■ Task to carry out ■
Can you format every line of the items below as a Markdown table with the columns "Row" and "Item line", numbering each row, skipping blank lines, and leaving out the pictures?

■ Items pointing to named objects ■

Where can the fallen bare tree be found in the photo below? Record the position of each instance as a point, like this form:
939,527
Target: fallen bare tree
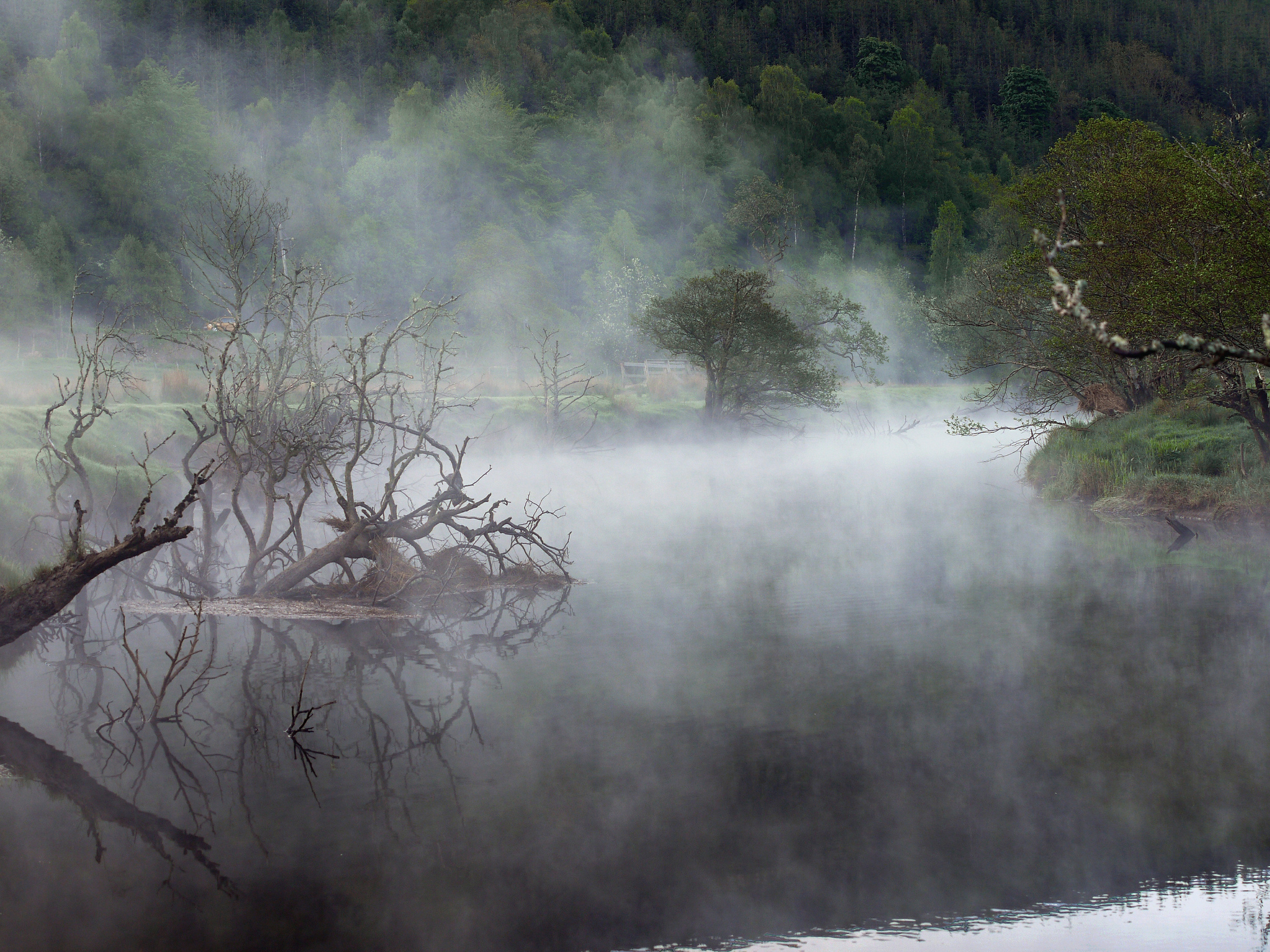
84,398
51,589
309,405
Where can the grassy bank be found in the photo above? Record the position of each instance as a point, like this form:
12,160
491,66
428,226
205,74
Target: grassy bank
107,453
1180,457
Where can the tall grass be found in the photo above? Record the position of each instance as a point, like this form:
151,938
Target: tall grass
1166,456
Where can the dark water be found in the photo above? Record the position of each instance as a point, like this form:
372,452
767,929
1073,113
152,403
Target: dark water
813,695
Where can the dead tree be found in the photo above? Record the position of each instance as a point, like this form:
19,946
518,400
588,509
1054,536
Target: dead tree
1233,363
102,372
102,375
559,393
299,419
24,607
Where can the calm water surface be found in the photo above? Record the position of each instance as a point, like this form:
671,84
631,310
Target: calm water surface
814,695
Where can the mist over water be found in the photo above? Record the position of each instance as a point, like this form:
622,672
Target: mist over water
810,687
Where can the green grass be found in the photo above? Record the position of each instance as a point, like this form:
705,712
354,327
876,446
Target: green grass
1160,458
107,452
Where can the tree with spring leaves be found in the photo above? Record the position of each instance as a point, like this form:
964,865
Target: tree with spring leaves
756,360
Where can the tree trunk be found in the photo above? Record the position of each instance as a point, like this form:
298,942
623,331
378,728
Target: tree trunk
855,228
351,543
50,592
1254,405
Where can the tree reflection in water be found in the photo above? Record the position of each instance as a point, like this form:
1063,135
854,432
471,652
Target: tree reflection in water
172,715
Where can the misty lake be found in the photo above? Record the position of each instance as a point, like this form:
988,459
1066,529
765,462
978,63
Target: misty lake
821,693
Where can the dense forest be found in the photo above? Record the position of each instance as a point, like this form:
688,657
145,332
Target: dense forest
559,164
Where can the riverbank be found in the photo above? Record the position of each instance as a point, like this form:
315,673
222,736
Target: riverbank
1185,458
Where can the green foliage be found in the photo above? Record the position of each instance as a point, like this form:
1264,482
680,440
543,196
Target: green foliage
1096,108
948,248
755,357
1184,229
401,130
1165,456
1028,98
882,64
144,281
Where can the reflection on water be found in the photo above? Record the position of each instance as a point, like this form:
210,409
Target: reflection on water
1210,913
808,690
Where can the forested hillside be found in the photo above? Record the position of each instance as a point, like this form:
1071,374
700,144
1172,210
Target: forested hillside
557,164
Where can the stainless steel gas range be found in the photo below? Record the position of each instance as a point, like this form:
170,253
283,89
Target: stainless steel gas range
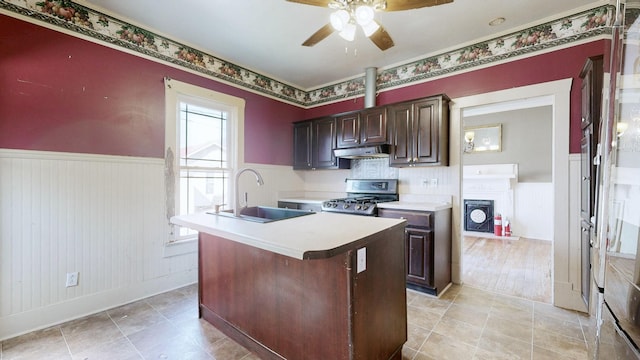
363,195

■ The response ■
| Row | Item line |
|---|---|
| 1 | Where can the fallen bare tree be found in the photo below? Record the position of each instance as a point, like this form: |
| 2 | 939,527 |
| 3 | Target: fallen bare tree |
| 4 | 84,398 |
| 5 | 51,589 |
| 6 | 309,405 |
| 7 | Where can the grassy bank be found in the photo above? Record the position of each instance as a point, like this form: |
| 8 | 12,160 |
| 9 | 491,66 |
| 10 | 428,226 |
| 11 | 205,74 |
| 12 | Target: grassy bank |
| 13 | 107,453 |
| 14 | 1180,457 |
| 15 | Where can the tall grass be found in the photo above? Record the position of each instance as a point, like this form: |
| 16 | 151,938 |
| 17 | Target: tall grass |
| 18 | 1166,456 |
| 19 | Where can the dark water be found in the photo above? Record the position of each instance as a point, like this form: |
| 20 | 372,452 |
| 21 | 767,929 |
| 22 | 1073,113 |
| 23 | 152,403 |
| 24 | Target: dark water |
| 25 | 813,695 |
| 26 | Where can the dead tree be found in the photo above? Record the position of each instance as a point, like this form: |
| 27 | 19,946 |
| 28 | 518,400 |
| 29 | 588,509 |
| 30 | 1054,536 |
| 31 | Target: dead tree |
| 32 | 1233,363 |
| 33 | 102,372 |
| 34 | 102,375 |
| 35 | 559,393 |
| 36 | 299,419 |
| 37 | 24,607 |
| 38 | Where can the calm water surface be found in the photo above? Record the position of each instance as a point, like this form: |
| 39 | 671,84 |
| 40 | 631,310 |
| 41 | Target: calm water surface |
| 42 | 814,695 |
| 43 | Where can the mist over water be found in the photo above? Record the position of each instance as a point, like this form: |
| 44 | 622,672 |
| 45 | Target: mist over water |
| 46 | 810,687 |
| 47 | Where can the green grass be found in the photo above? Record the position of each instance as a point, like this form: |
| 48 | 705,712 |
| 49 | 354,327 |
| 50 | 876,446 |
| 51 | Target: green grass |
| 52 | 1160,458 |
| 53 | 107,452 |
| 54 | Where can the tree with spring leaves be found in the photo above? Record the position of each instance as a point, like this form: |
| 55 | 964,865 |
| 56 | Target: tree with spring leaves |
| 57 | 756,360 |
| 58 | Where can the tree trunk be found in the photo above? Record the position of each instance as a point, like this form: |
| 59 | 298,942 |
| 60 | 623,331 |
| 61 | 378,728 |
| 62 | Target: tree trunk |
| 63 | 855,228 |
| 64 | 351,543 |
| 65 | 50,592 |
| 66 | 1254,405 |
| 67 | Where can the tree reflection in water be found in the photo above? Record the position of each instance as a point, like this form: |
| 68 | 1063,135 |
| 69 | 854,432 |
| 70 | 471,652 |
| 71 | Target: tree reflection in water |
| 72 | 172,715 |
| 73 | Where can the misty lake be found in the photo above? Record the position of each instance as a point, like this form: |
| 74 | 988,459 |
| 75 | 1066,529 |
| 76 | 765,462 |
| 77 | 978,63 |
| 78 | Target: misty lake |
| 79 | 821,693 |
| 80 | Where can the dense forest be found in the photo above? Record the position of each instance as a point, like this form: |
| 81 | 688,657 |
| 82 | 145,332 |
| 83 | Target: dense forest |
| 84 | 559,164 |
| 85 | Where can the riverbank be found in the photo above? Record the position of each instance as a point, like this form: |
| 86 | 315,673 |
| 87 | 222,736 |
| 88 | Target: riverbank |
| 89 | 1185,458 |
| 90 | Where can the green foliage be found in the photo above? Record the position of each instance as a point, like this form: |
| 91 | 1264,482 |
| 92 | 680,440 |
| 93 | 543,196 |
| 94 | Target: green foliage |
| 95 | 1096,108 |
| 96 | 948,248 |
| 97 | 755,357 |
| 98 | 1184,229 |
| 99 | 401,130 |
| 100 | 1165,456 |
| 101 | 1028,98 |
| 102 | 882,64 |
| 103 | 144,281 |
| 104 | Where can the reflection on water be found in the photo above? Record the position of each instance as a point, like this form: |
| 105 | 210,409 |
| 106 | Target: reflection on water |
| 107 | 1210,913 |
| 108 | 808,690 |
| 109 | Where can the forested hillside be found in the photo above? Record the position of each instance as a point, like this form: |
| 110 | 1071,374 |
| 111 | 700,144 |
| 112 | 1172,210 |
| 113 | Target: forested hillside |
| 114 | 557,164 |
| 115 | Where can the stainless steel gas range be found in the photo below? Record the position of each instance as a point, like this form: |
| 116 | 170,253 |
| 117 | 283,89 |
| 118 | Target: stainless steel gas range |
| 119 | 363,195 |